------ Цитируемый текст
Он приходил к пониманию, что его книга, по сути, никому не нужна, что в Россию она не попадет, что финансового, отчаянного, положения она не поправит. Тогда зачем ее писать?

Однако он пересилил себя. Неполный, нерадостный, вымученный томик «О Пушкине» вышел в 1937 году в издательстве «Петрополис», к которому имел отношение адресат публикуемого здесь ходасевичевского письма - Григорий Леонидович Лозинский.

Уже известный читателям «Русской жизни» Григорий Лозинский, филолог, переводчик, профессор старофранцузского языка в Сорбонне, многолетний редактор газеты (позднее - журнала) «Звено», он был знатоком и тонким экспертом во многих гуманитарных областях. Как и его старший брат Михаил, Григорий Леонидович закончил юридический, а следом - филологический факультет Петербургского университета и, подобно старшему брату, увлекся переводами. В России он успел в издательстве «Всемирная литература» выпустить перевод романа «Переписка Фрадика Мендеша» (1923) португальского писателя Эса де Кайроша, стал сооснователем (вместе с Яковом Блохом) издательства «Петрополис», перенесшего свою деятельность в эмиграцию, Товарищем председателя парижского Общества друзей русской книги и редактором «Временника» этого общества - четырех изящнейших томов со множеством иллюстраций на изысканной костяной бумаге.
------------
(Задания)
**1.** Определите, соответствуют ли отрывку о Лозинском три утверждения. Для каждого ответьте «да» или «нет» и приведите решающие слова отрывка дословно.
(a) Томик «О Пушкине» был издан в 1937 году в «Петрополисе».
(b) В Сорбонне Григорий Лозинский преподавал старонемецкий язык.
(c) Сооснователем «Петрополиса» вместе с Лозинским был Яков Блох.
**2.** Продолжите отрывок о Лозинском с того места, на котором он обрывается.
------ Записи
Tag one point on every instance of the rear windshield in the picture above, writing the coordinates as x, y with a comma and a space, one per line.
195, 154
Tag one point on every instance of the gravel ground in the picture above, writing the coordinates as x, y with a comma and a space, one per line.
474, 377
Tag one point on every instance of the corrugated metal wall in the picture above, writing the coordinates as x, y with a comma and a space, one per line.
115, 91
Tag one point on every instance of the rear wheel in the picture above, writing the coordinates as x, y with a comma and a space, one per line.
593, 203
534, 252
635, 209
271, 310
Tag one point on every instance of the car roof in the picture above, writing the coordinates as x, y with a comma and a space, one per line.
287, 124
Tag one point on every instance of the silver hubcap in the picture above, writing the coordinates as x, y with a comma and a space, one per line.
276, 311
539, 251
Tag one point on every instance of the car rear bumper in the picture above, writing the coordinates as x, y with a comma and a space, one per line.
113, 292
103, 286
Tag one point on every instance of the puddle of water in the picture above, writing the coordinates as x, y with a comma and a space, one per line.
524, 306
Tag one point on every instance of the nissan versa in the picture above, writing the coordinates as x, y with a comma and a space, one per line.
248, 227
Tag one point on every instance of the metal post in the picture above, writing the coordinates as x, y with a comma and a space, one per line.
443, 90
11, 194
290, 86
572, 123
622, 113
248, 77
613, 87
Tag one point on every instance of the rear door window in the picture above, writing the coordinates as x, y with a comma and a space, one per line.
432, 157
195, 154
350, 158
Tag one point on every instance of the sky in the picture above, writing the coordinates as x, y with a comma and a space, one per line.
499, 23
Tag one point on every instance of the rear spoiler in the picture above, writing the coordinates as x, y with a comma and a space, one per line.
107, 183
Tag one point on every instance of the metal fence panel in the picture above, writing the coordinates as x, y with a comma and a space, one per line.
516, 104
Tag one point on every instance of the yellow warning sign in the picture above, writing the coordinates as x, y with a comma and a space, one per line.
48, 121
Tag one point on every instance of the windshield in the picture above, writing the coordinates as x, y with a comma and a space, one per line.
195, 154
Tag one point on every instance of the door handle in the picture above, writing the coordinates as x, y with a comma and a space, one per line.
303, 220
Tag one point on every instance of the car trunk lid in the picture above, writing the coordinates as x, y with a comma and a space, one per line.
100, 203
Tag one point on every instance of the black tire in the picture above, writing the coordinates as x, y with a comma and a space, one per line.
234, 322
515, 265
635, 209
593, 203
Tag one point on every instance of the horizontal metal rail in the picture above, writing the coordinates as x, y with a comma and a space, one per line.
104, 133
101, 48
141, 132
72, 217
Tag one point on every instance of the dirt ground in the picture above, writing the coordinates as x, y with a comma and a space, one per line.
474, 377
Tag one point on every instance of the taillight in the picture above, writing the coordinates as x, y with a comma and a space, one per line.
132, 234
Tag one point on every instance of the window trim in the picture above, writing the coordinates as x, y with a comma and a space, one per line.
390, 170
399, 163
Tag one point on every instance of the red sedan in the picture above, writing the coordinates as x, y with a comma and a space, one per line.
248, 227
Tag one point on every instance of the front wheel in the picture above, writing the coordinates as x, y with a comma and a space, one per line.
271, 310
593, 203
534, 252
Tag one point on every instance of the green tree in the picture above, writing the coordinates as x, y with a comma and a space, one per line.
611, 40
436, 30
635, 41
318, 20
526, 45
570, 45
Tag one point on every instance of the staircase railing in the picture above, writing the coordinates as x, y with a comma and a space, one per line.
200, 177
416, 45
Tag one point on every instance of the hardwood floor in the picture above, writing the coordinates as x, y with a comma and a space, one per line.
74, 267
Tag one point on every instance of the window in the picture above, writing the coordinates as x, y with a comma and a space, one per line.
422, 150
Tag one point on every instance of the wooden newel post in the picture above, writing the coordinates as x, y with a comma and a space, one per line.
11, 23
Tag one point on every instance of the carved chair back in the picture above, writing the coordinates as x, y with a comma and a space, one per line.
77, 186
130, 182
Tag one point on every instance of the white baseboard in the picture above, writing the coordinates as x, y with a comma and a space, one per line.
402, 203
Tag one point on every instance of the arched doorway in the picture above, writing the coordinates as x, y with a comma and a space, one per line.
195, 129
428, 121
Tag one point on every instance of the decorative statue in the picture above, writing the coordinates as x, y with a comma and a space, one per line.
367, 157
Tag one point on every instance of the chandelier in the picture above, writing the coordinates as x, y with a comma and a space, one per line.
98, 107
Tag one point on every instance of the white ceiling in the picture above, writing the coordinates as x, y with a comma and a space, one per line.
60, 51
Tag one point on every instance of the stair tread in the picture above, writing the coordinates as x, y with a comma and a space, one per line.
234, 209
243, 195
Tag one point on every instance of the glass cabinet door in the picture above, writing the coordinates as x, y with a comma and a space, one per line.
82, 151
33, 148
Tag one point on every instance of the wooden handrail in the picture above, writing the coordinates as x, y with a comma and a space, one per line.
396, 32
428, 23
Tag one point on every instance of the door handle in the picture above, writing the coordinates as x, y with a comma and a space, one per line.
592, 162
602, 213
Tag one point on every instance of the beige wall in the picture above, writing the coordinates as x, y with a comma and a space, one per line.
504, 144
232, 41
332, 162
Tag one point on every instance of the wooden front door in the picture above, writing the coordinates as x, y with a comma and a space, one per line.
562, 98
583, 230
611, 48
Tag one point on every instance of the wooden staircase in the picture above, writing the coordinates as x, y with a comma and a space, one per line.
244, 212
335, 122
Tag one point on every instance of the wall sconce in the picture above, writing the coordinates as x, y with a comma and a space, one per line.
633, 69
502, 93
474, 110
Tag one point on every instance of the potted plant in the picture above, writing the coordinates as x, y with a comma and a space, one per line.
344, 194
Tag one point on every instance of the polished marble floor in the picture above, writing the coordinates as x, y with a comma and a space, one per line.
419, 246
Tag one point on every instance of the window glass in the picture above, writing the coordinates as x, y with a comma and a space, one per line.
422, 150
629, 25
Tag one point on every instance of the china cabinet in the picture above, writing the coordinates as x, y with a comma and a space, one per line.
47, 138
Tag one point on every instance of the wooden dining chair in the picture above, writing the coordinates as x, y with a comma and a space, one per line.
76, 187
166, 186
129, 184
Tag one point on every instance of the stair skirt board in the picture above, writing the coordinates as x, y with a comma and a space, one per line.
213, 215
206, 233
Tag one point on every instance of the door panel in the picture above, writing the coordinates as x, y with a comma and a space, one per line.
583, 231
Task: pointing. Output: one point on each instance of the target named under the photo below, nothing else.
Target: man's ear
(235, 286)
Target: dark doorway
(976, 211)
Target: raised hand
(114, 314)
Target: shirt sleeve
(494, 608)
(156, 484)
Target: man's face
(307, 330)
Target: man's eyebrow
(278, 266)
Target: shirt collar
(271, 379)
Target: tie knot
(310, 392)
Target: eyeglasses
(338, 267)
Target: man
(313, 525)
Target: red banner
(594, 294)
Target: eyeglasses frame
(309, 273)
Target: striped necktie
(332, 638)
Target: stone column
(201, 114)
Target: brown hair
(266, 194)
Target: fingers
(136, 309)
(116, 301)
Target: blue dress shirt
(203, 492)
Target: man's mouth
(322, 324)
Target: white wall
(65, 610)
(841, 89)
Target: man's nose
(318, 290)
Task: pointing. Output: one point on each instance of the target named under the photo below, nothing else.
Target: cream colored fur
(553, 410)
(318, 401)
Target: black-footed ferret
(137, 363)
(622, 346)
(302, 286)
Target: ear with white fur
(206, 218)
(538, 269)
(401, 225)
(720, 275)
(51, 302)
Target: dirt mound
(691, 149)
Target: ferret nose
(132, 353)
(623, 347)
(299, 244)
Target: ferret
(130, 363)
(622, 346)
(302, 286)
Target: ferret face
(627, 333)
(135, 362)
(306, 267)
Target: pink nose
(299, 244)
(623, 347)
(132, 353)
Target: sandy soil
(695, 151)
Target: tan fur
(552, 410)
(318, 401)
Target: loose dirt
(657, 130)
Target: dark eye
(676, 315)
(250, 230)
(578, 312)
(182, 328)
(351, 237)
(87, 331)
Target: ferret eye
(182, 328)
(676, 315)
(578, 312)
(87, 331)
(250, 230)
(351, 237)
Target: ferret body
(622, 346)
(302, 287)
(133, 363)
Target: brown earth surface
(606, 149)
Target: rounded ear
------------
(Решённые задачи)
**1.**
(a) Да: «вышел в 1937 году в издательстве «Петрополис»».
(b) Нет: «профессор старофранцузского языка в Сорбонне».
(c) Да: «стал сооснователем (вместе с Яковом Блохом) издательства «Петрополис»».

**2.**
Перу Лозинского принадлежат и «Программы по русскому языку для внешкольного обучения», и «История русской литературы от ее истоков до наших дней», выпущенная по-французски в соавторстве с Модестом Гофманом и Константином Мочульским.

«Пушкин входил в его кровь», - говорил Набоков о своем герое. У Григория Лозинского Пушкин всегда был в крови. Он писал о следах «Евгения Онегина» в «Мертвых душах», о Пушкине в мировой литературе, о пушкинском взгляде на авторское право, комментировал юбилейное издание «Евгения Онегина».

Не случайно в 1935 году Григория Лозинского без колебаний выбрали письмоводителем (официально - генеральным секретарем) Пушкинского юбилейного комитета.

Чествовать Пушкина русская эмиграция готовилась давно. С середины 20-х годов во многих странах русского рассеяния культурные беженцы отмечали День русской культуры, который всегда приурочивался ко дню пушкинского рождения. Как справедливо указывает историк зарубежной пушкинианы Михаил Филин, «идея проведения такого праздника зародилась и была реализована демократическими кругами эмиграции. Помимо общекультурных, организаторы Дней преследовали и иные цели. Не случайно „правый“ лагерь вскорости постановил праздновать - в качестве некоего ответа на вызов - День русской славы, приходящийся на день памяти Святого князя Владимира, крестителя Руси».

М. Филин не раскрывает, что же это за «иные» цели и в чем же заключался «вызов». А цели были, с точки зрения «истинно русских людей», - «еврейские», перетягивание Пушкина на «их» сторону. И все современники, упоминаемые в письме Ходасевича, были, с точки зрения определенных кругов, «несомненно куплены жидами», все это были деятели из «проеврейской» и втайне «просоветской» газеты «Последние новости», с которыми националистическое крыло эмиграции не желало иметь никакого дела.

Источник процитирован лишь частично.